For the entries below, repeat exactly each line starting with the one that contains "of the bald" and going on through the one that contains "of the polka", and no others.

**Material shown:**

+ + + + + + +

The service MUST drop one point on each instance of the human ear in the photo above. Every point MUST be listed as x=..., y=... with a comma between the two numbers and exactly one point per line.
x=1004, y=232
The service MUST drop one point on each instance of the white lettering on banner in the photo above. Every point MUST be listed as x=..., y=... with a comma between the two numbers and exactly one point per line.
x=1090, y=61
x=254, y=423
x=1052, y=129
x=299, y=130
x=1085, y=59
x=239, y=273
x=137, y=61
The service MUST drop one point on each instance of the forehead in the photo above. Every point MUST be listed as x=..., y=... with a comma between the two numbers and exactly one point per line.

+ + + + + + +

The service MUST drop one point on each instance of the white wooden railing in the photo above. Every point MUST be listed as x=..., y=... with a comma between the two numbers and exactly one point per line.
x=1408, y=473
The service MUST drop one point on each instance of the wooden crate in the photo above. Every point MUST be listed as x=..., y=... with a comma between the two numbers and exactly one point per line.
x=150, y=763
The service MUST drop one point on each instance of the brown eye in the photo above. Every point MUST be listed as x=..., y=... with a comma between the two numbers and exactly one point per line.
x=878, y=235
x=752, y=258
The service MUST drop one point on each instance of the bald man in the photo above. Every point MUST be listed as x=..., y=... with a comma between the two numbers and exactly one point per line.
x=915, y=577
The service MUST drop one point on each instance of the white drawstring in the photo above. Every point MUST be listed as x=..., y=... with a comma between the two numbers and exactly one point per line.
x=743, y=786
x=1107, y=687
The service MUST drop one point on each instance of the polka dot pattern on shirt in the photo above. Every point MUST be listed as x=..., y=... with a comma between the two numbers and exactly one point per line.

+ + + + + + +

**Exercise response:**
The service MUST drop one point on each instance of the bald man in the photo above. Every point MUST be listed as x=..., y=... with a comma between the two numbers and exactly one point per line.
x=915, y=577
The service MUST drop one point on each instance of the white drawstring in the photo above. Every point MUST be listed as x=..., y=... with a comma between the two numbers and exactly one point per line.
x=743, y=786
x=1107, y=687
The service MUST drop one point on each instance of the polka dot pattern on shirt in the photo above. Every point MUST be listed as x=..., y=... with a comma between the two numbers and exactly one point per line.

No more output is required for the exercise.